■ WORK TO BE COMPLETED: Copy the lines below exactly. No picture goes into the copy.

■ Images for object localization:
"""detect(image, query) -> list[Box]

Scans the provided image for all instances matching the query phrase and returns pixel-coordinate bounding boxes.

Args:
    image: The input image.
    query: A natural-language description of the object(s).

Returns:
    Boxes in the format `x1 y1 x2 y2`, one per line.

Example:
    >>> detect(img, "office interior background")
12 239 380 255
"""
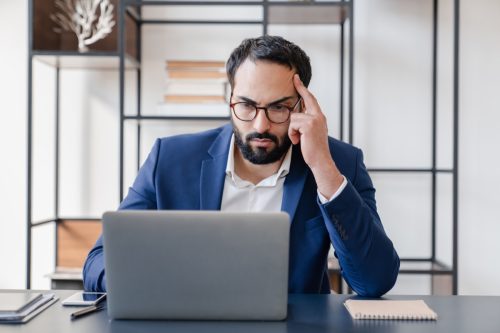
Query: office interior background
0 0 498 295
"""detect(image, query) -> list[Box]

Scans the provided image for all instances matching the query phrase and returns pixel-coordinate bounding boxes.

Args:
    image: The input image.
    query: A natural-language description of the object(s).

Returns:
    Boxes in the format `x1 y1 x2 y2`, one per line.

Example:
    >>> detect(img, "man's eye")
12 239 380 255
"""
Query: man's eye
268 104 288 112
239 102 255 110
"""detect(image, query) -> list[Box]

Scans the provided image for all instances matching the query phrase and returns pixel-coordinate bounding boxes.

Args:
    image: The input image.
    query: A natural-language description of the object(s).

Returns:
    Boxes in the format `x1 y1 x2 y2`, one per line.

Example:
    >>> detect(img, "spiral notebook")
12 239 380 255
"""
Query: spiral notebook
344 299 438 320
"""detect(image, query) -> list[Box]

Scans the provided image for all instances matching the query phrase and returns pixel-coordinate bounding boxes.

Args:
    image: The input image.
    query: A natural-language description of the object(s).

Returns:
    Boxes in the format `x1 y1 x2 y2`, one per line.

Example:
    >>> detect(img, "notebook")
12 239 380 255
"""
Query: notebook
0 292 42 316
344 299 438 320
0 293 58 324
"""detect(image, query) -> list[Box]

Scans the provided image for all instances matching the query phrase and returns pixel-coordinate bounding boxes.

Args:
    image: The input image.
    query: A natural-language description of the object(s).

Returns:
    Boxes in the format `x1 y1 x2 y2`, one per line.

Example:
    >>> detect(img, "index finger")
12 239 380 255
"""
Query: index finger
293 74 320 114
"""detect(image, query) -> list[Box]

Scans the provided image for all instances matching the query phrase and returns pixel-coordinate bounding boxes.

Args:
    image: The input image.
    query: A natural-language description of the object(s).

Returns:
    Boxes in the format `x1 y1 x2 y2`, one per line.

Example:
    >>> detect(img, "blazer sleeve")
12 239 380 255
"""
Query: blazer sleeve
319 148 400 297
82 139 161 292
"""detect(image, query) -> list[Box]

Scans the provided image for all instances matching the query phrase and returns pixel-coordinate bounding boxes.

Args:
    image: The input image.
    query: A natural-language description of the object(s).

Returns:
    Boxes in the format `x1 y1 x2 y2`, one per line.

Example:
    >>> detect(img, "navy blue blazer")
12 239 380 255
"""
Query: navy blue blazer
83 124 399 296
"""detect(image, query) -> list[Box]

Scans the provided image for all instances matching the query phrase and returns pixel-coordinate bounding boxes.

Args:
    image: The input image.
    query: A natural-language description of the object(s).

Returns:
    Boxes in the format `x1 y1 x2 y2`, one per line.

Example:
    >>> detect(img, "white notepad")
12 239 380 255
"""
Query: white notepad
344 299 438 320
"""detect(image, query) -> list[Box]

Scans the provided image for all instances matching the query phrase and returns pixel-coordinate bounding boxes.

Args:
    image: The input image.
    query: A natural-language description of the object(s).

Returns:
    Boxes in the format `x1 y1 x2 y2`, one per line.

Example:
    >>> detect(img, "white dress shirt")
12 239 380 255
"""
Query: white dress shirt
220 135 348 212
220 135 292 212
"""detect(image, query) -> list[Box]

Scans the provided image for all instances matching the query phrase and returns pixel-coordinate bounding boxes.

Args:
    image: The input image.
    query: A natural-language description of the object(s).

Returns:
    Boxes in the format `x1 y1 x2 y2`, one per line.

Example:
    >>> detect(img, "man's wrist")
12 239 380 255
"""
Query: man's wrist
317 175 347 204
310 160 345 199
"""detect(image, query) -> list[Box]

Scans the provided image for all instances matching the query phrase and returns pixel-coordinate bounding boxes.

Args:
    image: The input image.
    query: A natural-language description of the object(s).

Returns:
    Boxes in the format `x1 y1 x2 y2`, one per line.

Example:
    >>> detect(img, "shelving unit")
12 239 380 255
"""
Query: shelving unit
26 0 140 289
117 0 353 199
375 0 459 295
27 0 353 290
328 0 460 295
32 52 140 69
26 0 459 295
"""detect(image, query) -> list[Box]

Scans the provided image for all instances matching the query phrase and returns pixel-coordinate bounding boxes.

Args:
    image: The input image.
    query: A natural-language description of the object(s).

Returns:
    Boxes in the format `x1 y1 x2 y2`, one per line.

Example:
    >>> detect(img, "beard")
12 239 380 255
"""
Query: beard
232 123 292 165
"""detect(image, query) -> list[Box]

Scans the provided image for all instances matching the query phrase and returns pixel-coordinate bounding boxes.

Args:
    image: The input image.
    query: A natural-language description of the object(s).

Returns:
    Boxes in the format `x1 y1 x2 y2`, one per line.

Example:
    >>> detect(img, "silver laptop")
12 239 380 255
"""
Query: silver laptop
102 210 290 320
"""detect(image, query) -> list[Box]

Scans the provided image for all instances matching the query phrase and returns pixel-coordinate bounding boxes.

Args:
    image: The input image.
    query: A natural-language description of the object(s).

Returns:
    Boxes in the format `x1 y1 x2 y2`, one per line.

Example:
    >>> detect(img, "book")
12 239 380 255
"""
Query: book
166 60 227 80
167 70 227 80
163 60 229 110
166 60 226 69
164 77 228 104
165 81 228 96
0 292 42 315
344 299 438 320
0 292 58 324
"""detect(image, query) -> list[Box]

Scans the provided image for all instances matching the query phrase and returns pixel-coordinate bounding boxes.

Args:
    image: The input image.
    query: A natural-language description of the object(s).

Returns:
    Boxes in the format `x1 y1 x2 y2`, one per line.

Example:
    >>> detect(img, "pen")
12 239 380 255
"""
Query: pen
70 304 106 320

■ FINAL ANSWER:
"""detect(image, query) -> list[Box]

Scans the provided image for all instances matching the query phrase and returns pixel-coordinate bounding boxes.

Args:
    image: The input image.
    query: A natural-language description of the object(s).

Returns:
    Boxes in the format `x1 y1 x2 y2`, one per line.

Example:
    >>> detect(img, "office interior background")
12 239 380 255
"""
Query: office interior background
0 0 498 295
"""detect(image, query) -> list[Box]

Scans the provided image for all instances matching the query phrase and returns pixel-coordinate bounding boxes.

Args:
    image: The input image.
    query: A natural-language description of the object(s).

Returns:
    Boxes in the format `x1 y1 x2 y2`, one per line.

Example:
    >>> detect(img, "man's eye")
12 239 380 255
"""
Query: man's eye
268 104 288 112
239 102 255 110
"""detect(image, query) -> list[Box]

Scans the provided image for all instances matching the query phrase and returns pixel-coordinate bounding boxes.

Args:
    image: The input image.
    query: A natural-language description of the object(s).

Returns:
    Boxes in the format `x1 y1 x2 y2`, one per line.

Example:
    >>> detect(img, "spiral notebook")
12 239 380 255
"""
Query: spiral notebook
344 299 438 320
"""detect(image, query) -> list[Box]

Scans the provided image for all instances matching the query phrase and returns pixel-coordinate bounding boxes.

Args:
    image: The input image.
    query: A natural-language description of the object(s).

Returns:
    Boxes in the format `x1 y1 x2 y2`, one per line.

Example:
    >>> detect(img, "notebook")
12 239 380 255
"""
Query: notebook
0 292 42 316
344 299 438 320
0 293 58 324
"""detect(image, query) -> list[Box]

Scans the provided image for all instances matching the query phrase and returns pixel-coordinate bounding boxes.

Args:
    image: The input image.
    query: A natural-language description of the object(s).

Returns:
    Boxes in the format `x1 y1 x2 y2`, one per line.

Example:
    >>> detect(img, "index finger")
12 239 380 255
"""
Query: index finger
293 74 320 114
"""detect(image, query) -> list[Box]

Scans the provided image for all instances matching the query phrase and returns pixel-coordinate bounding boxes.

Args:
    image: The input image.
    query: A natural-language description of the object(s).

Returns:
    Boxes in the format `x1 y1 x2 y2`, one per line.

Example:
    >>> detect(img, "blazer sleeve")
12 239 380 255
"""
Query: blazer sleeve
319 148 400 297
82 139 161 292
"""detect(image, query) -> list[Box]

Scans the provided image for all instances matching the query phrase and returns pixel-coordinate bounding boxes.

Args:
    image: The input image.
    query: A natural-language description of the object(s).

Returns:
    Boxes in the format `x1 y1 x2 y2`, one per line.

Example:
    >>> detect(img, "navy blue blazer")
12 239 380 255
"""
Query: navy blue blazer
83 124 399 296
"""detect(image, query) -> list[Box]

Scans the provided image for all instances matching the query phrase and returns pixel-coordinate bounding boxes.

Args:
    image: The input image.
    query: A natural-language description of the object(s).

Returns:
    Boxes in the format `x1 y1 x2 y2`, one per line.

Example:
    >>> detect(img, "white notepad")
12 239 380 255
"""
Query: white notepad
344 299 438 320
"""detect(image, query) -> list[Box]

Scans the provided image for all instances matching the query phrase and returns pixel-coordinate bounding boxes.

Args:
    image: The input image.
    query: A natural-language description of the object(s).

Returns:
    Boxes in the format `x1 y1 x2 y2`, one per line.

Example:
    >>> detect(img, "white dress shirt")
12 239 380 255
"""
Query: white dress shirt
220 135 348 212
220 135 292 212
"""detect(image, query) -> list[Box]

Scans the provided image for all instances matching the query phrase and returns pixel-coordinate bounding boxes.

Args:
    image: The input image.
    query: A natural-language description of the object(s).

Returns:
    Boxes in the format `x1 y1 x2 y2`, one per line.

Example:
    >>> detect(img, "man's wrist")
12 239 380 255
"""
Query: man's wrist
317 175 347 204
310 160 345 199
"""detect(image, query) -> list[Box]

Scans the provided image for all instances matching the query phrase and returns pixel-coordinate bounding boxes.

Args:
    image: The input image.
    query: A natural-language description of the object(s).

Returns:
    Boxes in the format `x1 y1 x2 y2`, one per line.

Example:
    >>> detect(img, "shelving unit")
12 239 380 255
"""
Query: shelving unit
26 0 140 289
117 0 353 199
375 0 459 295
27 0 353 290
328 0 460 295
32 52 140 69
26 0 459 295
"""detect(image, query) -> list[Box]

Scans the provided image for all instances matching the query phrase and returns pixel-coordinate bounding boxes.

Args:
    image: The input image.
    query: A natural-language description of the object(s).

Returns:
    Boxes in the format `x1 y1 x2 y2`, one per line.

Example:
    >>> detect(img, "beard")
12 239 380 255
"""
Query: beard
232 123 292 165
"""detect(image, query) -> list[Box]

Scans the provided image for all instances matching the query phrase and returns pixel-coordinate bounding boxes.

Args:
    image: The input image.
    query: A natural-language description of the object(s).

Returns:
    Boxes in the format `x1 y1 x2 y2`, one per line.

Example:
    >>> detect(img, "silver laptop")
12 239 380 255
"""
Query: silver laptop
102 210 290 320
"""detect(image, query) -> list[Box]

Scans the provided image for all instances matching the query phrase and returns pixel-coordinate bounding boxes.

Args:
    image: The input image.
    query: A natural-language description of the object(s).

Returns:
    Boxes in the format `x1 y1 x2 y2`, one per line.

Example:
    >>> detect(img, "book")
12 239 380 255
"""
Query: book
166 60 227 80
167 70 227 80
163 60 229 110
166 60 226 69
164 77 228 104
165 81 228 96
0 292 42 315
344 299 438 320
0 292 58 324
"""detect(image, query) -> list[Box]

Scans the provided image for all instances matching the query phrase and returns pixel-coordinate bounding boxes.

Args:
    image: The input image.
    query: A natural-language description of the object(s).

Returns:
    Boxes in the format `x1 y1 x2 y2`, one per line.

Example:
    >>> detect(img, "pen")
12 239 380 255
"""
Query: pen
70 304 106 320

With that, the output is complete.